**CHALLENGE**
Could you output the part of the material that opens with its first line and closes with the line containing "x=450 y=781", both ends included, as a Markdown table with a Row column for the row number and a Line column for the line, with blank lines left out?

**Dataset excerpt**
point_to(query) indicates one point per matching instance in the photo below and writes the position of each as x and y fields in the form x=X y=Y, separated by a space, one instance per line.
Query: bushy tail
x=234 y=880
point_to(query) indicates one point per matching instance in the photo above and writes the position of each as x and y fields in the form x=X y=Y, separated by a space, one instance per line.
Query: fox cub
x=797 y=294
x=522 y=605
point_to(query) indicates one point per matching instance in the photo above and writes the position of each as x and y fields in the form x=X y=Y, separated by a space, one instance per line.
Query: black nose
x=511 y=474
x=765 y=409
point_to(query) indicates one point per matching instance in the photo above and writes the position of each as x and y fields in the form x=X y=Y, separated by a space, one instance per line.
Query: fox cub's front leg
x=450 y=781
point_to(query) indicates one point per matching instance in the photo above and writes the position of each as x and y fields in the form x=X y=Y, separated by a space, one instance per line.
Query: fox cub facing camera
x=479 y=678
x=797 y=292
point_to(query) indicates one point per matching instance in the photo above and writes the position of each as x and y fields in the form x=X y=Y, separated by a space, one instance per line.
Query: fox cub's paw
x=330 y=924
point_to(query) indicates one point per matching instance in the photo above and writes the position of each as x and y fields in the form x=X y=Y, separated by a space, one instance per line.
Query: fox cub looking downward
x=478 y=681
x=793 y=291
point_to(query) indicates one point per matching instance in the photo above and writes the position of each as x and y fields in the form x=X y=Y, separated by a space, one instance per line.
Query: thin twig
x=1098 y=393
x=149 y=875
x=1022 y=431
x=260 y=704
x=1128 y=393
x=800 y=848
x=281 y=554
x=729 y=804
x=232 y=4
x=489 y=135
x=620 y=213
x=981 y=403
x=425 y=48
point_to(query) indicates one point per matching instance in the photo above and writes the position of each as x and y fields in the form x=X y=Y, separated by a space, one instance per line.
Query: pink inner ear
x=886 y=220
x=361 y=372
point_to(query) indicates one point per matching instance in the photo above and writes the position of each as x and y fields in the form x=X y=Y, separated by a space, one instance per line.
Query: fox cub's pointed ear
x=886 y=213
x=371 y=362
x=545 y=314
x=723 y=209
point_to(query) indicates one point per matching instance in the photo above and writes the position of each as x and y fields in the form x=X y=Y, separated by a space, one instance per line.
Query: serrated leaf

**ANSWER IN FULL**
| Row | Line |
|---|---|
| 1 | point_to(query) indicates one point per matching instance in the photo below and writes the position of each as x and y fields in the form x=X y=Y, separated by a space, one instance per line. |
| 2 | Query: bushy tail |
| 3 | x=234 y=880 |
| 4 | point_to(query) indicates one point per matching instance in the photo above and writes the position of each as x and y fields in the form x=X y=Y, separated by a space, one instance per line. |
| 5 | Query: fox cub |
| 6 | x=797 y=294 |
| 7 | x=522 y=605 |
| 8 | point_to(query) indicates one point per matching instance in the photo above and writes the position of each as x and y fields in the form x=X y=Y, separated by a space, one instance per line. |
| 9 | Query: black nose |
| 10 | x=511 y=474 |
| 11 | x=765 y=409 |
| 12 | point_to(query) indicates one point per matching instance in the photo above and writes the position of each as x and y fields in the form x=X y=Y, separated by a space, one instance per line. |
| 13 | Query: fox cub's front leg |
| 14 | x=450 y=781 |